#### [Given text]
##############################
42. Be that as it may, the application that was placed before the court and which the court must engage with has nothing to do with lifting piercing of the veil. In this regard, the court is lost as to how the question and issues of lifting of the veil have found their way into the submissions by the parties, yet same is not part of the application before the court.

43. It is imperative to state and underscore that parties, the Applicant not excepted, who seeks to approach the court should appreciate the nature of their cases and or application, frame same with the requisite particularity and thereafter endeavour to prove the case as pleaded and/or framed. [See Order 2 Rule 6 of the Civil Procedure Rules, 2010].

44. Furthermore, it is not lost on this court that it is the parties who set the agenda for the hearing and determination of matters, including applications and once the agenda is set; then both the parties and the court are bound. Instructively, a party who has set the agenda for the court vide his/her pleadings cannot be allowed to veer outside the four corners of the pleadings and/or application.
##############################
#### [Supplied material]
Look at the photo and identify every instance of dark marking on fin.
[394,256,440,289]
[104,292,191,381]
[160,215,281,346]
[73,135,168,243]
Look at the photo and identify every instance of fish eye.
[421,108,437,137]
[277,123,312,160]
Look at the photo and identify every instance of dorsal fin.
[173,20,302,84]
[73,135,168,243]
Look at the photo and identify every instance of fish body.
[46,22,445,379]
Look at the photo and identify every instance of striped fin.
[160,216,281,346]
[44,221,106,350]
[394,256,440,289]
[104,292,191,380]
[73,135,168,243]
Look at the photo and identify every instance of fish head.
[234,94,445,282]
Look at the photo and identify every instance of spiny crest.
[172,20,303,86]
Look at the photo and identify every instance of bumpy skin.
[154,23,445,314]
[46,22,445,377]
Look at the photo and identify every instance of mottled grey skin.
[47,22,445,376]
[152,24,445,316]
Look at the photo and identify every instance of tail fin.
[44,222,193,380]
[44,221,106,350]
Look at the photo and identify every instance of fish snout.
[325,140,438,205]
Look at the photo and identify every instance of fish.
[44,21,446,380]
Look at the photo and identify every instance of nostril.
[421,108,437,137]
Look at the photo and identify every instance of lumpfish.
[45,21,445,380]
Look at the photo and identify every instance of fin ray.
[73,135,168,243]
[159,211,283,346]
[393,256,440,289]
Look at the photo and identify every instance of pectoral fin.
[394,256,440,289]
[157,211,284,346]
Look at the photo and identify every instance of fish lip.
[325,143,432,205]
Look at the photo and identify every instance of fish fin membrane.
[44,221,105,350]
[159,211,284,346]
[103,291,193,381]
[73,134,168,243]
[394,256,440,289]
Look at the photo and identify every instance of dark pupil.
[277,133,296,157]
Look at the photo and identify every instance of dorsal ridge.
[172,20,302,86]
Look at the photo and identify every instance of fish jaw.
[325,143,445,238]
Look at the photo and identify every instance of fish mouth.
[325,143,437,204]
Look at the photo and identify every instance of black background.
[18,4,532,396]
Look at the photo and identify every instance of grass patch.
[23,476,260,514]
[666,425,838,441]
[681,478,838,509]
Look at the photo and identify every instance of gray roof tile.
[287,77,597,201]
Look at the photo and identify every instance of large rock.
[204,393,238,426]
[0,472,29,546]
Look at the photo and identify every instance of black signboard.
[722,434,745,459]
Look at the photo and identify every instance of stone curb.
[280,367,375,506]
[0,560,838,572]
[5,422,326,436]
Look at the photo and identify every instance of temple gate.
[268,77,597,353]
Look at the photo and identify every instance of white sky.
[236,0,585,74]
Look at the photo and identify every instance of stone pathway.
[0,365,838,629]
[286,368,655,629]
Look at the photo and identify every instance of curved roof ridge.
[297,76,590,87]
##############################
#### [Work instructions]
Copy the court passage on keeping to the application as framed, paragraphs 42 through 44, word for word.

#### [Worked solution]
42. Be that as it may, the application that was placed before the court and which the court must engage with has nothing to do with lifting piercing of the veil. In this regard, the court is lost as to how the question and issues of lifting of the veil have found their way into the submissions by the parties, yet same is not part of the application before the court.

43. It is imperative to state and underscore that parties, the Applicant not excepted, who seeks to approach the court should appreciate the nature of their cases and or application, frame same with the requisite particularity and thereafter endeavour to prove the case as pleaded and/or framed. [See Order 2 Rule 6 of the Civil Procedure Rules, 2010].

44. Furthermore, it is not lost on this court that it is the parties who set the agenda for the hearing and determination of matters, including applications and once the agenda is set; then both the parties and the court are bound. Instructively, a party who has set the agenda for the court vide his/her pleadings cannot be allowed to veer outside the four corners of the pleadings and/or application.